# Source extract
● ● ●
Irish Daily Mail

Money talks as CVC set to reshape how we see rugby

- by RORY KEANE @RoryPKeane

“Big challenge is trying to keep that balance”

IT was July 2019 and the rugby season – on hiatus for most of the summer – was ratcheting up for a mammoth campaign. The World Cup was looming and Joe Schmidt’s Ireland were in the early days of pre-season to prepare for that assignment in Japan. Closer to home, there was a press briefing with Philip Browne, the IRFU’s long-time chief executive, on the agenda.

It was still holiday season and only a handful of journalist­s were in attendance for that briefing at IRFU HQ in Ballsbridg­e. There was much to talk about and digest during the hour-long chat with arguably the most powerful person in Irish rugby.

Ireland’s wretched Six Nations campaign, player contracts and a potential Thomond Park naming rights deal were all hot topics, but Browne, always careful and concise in his media dealings, would shed some light on how the game, here and abroad, was being reshaped behind closed doors.
● ● ●
# Data block
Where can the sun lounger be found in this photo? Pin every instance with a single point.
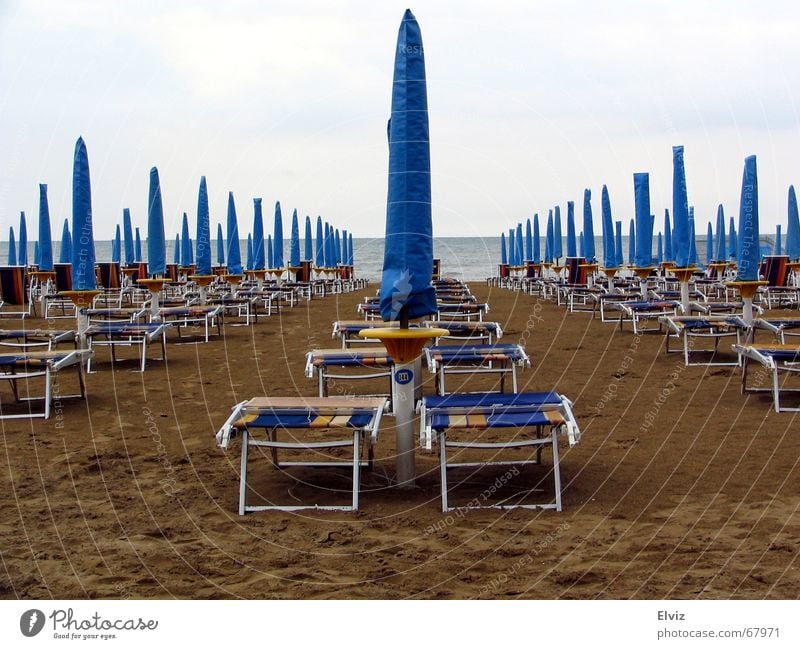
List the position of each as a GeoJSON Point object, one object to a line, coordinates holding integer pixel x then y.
● ● ●
# Things to do
a. Reproduce the stretch of the rugby article above from "IT was July" through "behind closed doors.", word for word.
b. According to the rugby article above, where is IRFU HQ located?
c. List the hot topics that the rugby article above names for the July 2019 briefing.

# Exercise answers
a.
IT was July 2019 and the rugby season – on hiatus for most of the summer – was ratcheting up for a mammoth campaign. The World Cup was looming and Joe Schmidt’s Ireland were in the early days of pre-season to prepare for that assignment in Japan. Closer to home, there was a press briefing with Philip Browne, the IRFU’s long-time chief executive, on the agenda.

It was still holiday season and only a handful of journalist­s were in attendance for that briefing at IRFU HQ in Ballsbridg­e. There was much to talk about and digest during the hour-long chat with arguably the most powerful person in Irish rugby.

Ireland’s wretched Six Nations campaign, player contracts and a potential Thomond Park naming rights deal were all hot topics, but Browne, always careful and concise in his media dealings, would shed some light on how the game, here and abroad, was being reshaped behind closed doors.

b. Ballsbridge

c.
- Ireland's wretched Six Nations campaign
- Player contracts
- A potential Thomond Park naming rights deal